Instructions for the task:
Copy out the listing below word for word, leaving out the pictures.

Excerpts from a detection dataset:
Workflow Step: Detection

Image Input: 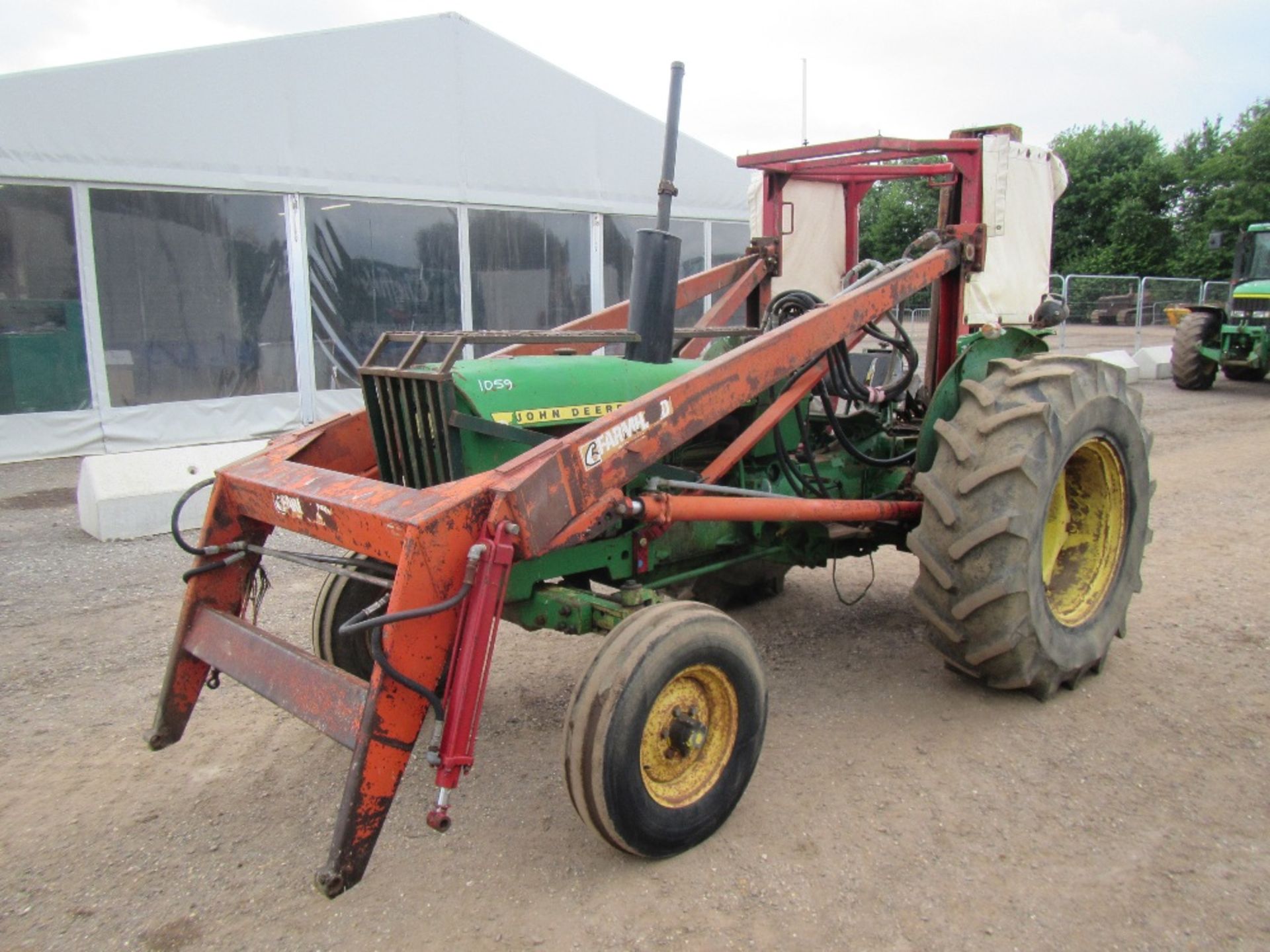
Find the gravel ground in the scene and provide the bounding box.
[0,340,1270,952]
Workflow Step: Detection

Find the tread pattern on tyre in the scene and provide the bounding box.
[908,354,1154,698]
[564,600,767,855]
[1169,311,1216,389]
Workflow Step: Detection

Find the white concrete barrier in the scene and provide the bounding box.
[77,439,267,542]
[1133,344,1173,379]
[1089,350,1142,383]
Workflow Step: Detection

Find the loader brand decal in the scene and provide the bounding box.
[578,400,675,469]
[273,493,335,530]
[490,403,621,426]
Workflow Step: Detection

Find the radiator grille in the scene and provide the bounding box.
[362,367,462,489]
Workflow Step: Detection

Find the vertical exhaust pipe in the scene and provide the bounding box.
[626,62,683,363]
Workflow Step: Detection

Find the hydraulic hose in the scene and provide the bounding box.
[338,542,485,723]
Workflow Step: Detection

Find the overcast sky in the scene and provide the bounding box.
[0,0,1270,155]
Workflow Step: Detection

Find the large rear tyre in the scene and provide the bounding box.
[312,555,392,680]
[908,354,1153,699]
[1169,311,1222,389]
[1222,367,1266,383]
[564,602,767,858]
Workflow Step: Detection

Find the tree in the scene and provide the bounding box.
[860,167,940,262]
[1050,122,1177,274]
[1171,100,1270,278]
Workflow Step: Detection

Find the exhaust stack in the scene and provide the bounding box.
[626,62,683,363]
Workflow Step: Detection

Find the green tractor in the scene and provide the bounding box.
[1172,223,1270,389]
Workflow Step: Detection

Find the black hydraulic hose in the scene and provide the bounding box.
[170,476,385,584]
[772,424,813,499]
[339,580,472,635]
[338,543,485,725]
[371,628,446,723]
[794,404,829,499]
[769,385,813,499]
[171,476,225,558]
[817,386,917,466]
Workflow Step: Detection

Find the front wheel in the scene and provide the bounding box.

In response:
Workflow Step: Detection

Image Input: 
Find the gravel ground in the scene and provide the bounding box.
[0,340,1270,952]
Workflow Step: Detection

Find the tread pattern on tyre in the scene and provide the bounding box.
[908,354,1154,698]
[564,600,767,855]
[1169,311,1216,389]
Workflow Step: Detection

Find the white concrete barrier in the scene and provide the bounding box.
[77,439,267,542]
[1133,344,1173,379]
[1089,350,1142,383]
Workflow Step: Detection

Find the loader brand decal in the scene and provide the bounding box.
[578,400,675,469]
[273,493,335,530]
[490,403,621,426]
Workflow Step: Detection

Find the radiator grille in the scene and provide the bounding box.
[362,367,462,489]
Workflow Step: Detection

Find the vertical exhaust pipe in the scene and provide the bounding box.
[626,62,683,363]
Workflow Step: Detection

Find the hydraulic hose in the scene and provide the bounding box.
[338,542,485,723]
Workflow Step: Detection

Find the overcast sky in the scene and provide the bounding box.
[0,0,1270,155]
Workflow Step: Detection

Find the large rear tyre in the scene and provide the bounding box.
[312,555,392,680]
[908,354,1153,699]
[1169,311,1222,389]
[1222,367,1266,383]
[564,602,767,858]
Workflow Step: Detection

Find the tree in the scene and provide the bounding box.
[860,167,940,262]
[1050,122,1177,274]
[1171,100,1270,278]
Workflow Step: Detection

Find the exhaust stack in the scene and provide the bounding box.
[626,62,683,363]
Workflow Step: Detection

Find the green tractor in the scene and provide the bounding box.
[1172,223,1270,389]
Workflow Step: Detection

Find the black hydraulic hose in the scene and provide the bounding box.
[170,476,385,584]
[772,424,813,499]
[339,580,472,635]
[338,543,485,725]
[371,628,446,723]
[794,404,829,499]
[769,385,813,499]
[171,476,225,558]
[817,386,917,466]
Workflow Step: Detection

Find the front wheel in the scene and provide the bounding box.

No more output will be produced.